• What is being asked: Print the part of the forum post below about the DRAM directory cache in Sniper, starting at "2) If the above" and ending at "uncore-totaltime > barrier-global.time.", word for word.

• Text segment:

start

Hi,
I have a few questions regarding the DRAM directory cache in Sniper:
1) Is my understanding of the implementation correct - The coherence directory is in the DRAM
(which keeps track of the sharers of the entire system memory). The directory cache is a separate
structure which exploits locality in coherence directory accessees. Finally, inter-socket coherence is enforced
by the DRAM directory and intra-socket coherence is enforced by the shared LLC (via snooping?)
2) If the above picture is true, then do the dram costs reported in dumpstats.py (dram-remote and dram-local for
multi-socket designs) include this overhead of accessing the coherence directory. Are these reported in td-access
which is used by llcstack.py?
3) Based on the discussion in thread
link, it seems that the average LLC miss cost (uncore-totaltime) does not
account for miss-overlapping. My observations also corroborate this fact - uncore-totaltime > barrier-global.time.
Does sniper track LLC miss costs (particularly, coherence directory accesses) after accounting for miss-overlapping?

end

• Stored rows:
start

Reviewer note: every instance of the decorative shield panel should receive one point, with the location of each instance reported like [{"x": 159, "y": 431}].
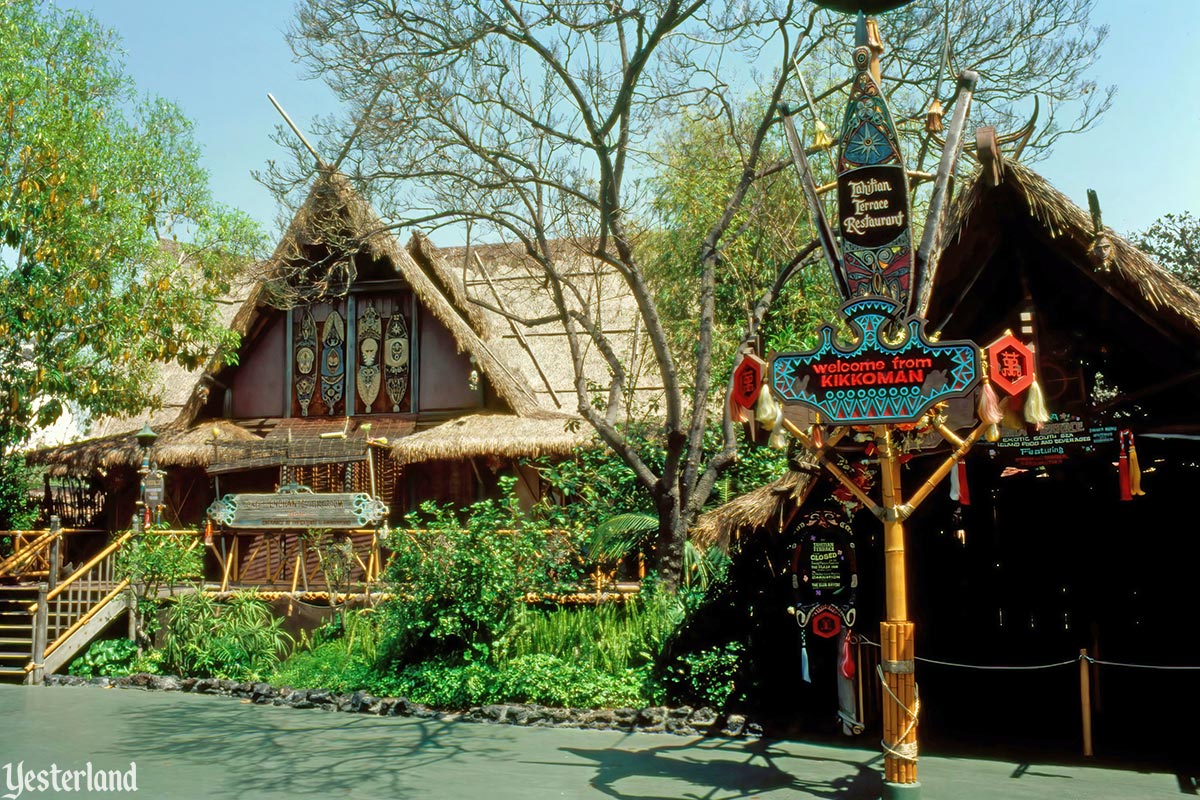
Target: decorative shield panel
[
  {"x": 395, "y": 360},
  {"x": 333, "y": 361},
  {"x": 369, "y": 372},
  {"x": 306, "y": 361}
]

end
start

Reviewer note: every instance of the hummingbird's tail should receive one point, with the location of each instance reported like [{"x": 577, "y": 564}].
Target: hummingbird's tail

end

• Expected answer:
2) If the above picture is true, then do the dram costs reported in dumpstats.py (dram-remote and dram-local for
multi-socket designs) include this overhead of accessing the coherence directory. Are these reported in td-access
which is used by llcstack.py?
3) Based on the discussion in thread
link, it seems that the average LLC miss cost (uncore-totaltime) does not
account for miss-overlapping. My observations also corroborate this fact - uncore-totaltime > barrier-global.time.